● **Dataset excerpts**
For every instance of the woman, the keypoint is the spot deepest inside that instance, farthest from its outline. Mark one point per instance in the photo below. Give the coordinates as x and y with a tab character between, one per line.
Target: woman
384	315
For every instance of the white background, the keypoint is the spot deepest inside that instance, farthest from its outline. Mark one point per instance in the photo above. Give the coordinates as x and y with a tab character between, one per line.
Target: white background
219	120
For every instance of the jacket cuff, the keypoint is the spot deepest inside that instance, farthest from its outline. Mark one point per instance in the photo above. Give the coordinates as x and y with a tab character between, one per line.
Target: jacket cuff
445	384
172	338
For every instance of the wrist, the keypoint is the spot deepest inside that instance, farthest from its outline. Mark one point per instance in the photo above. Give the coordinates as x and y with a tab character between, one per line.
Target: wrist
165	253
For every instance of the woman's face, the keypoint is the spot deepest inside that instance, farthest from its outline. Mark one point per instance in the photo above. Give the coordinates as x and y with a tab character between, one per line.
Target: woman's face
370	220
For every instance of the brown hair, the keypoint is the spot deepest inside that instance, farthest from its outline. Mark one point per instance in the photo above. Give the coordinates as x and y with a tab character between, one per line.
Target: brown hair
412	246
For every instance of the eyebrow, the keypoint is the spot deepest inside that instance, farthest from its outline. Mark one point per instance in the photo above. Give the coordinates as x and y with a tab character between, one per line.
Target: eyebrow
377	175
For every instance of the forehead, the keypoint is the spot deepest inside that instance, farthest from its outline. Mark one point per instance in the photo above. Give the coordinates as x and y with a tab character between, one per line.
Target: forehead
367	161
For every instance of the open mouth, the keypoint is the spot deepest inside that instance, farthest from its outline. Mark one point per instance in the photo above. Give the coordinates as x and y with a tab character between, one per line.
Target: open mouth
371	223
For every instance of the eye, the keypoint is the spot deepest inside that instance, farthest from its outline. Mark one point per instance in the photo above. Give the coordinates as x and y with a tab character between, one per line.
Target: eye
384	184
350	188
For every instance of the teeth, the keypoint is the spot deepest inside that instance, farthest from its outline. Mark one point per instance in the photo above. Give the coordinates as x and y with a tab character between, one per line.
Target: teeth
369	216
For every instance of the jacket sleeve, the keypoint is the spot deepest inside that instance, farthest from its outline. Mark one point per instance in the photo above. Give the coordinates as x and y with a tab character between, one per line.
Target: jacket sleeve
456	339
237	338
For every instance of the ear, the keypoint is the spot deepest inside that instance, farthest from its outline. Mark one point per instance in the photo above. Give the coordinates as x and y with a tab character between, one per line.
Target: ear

● **Problem to solve**
Swap "keypoint" for "center point" in the lines from the one with "For every instance of the teeth, the" through the last line above. Give back only those lines, with everything else unchanged.

● **The output**
For every instance of the teeth, the center point is the spot deepest inside that instance, farthest from its outline. Mark one point per instance in the photo above. Give the coordinates as x and y with a tab character between, one per line.
Target: teeth
369	216
For every instance of the jacket sleeve, the center point is the spot deepest inside that instance, farthest from its outline. Mark one point per instance in the photo above. Give the coordinates as x and y with a tab character between, one per line.
Target: jacket sleeve
456	339
237	338
For every instance of the ear, the center point is the spot deepest inside that instance, farthest from its outline. Mark one point per instance in the photo above. Give the coordinates as x and y with a tab character between, one per line.
Target: ear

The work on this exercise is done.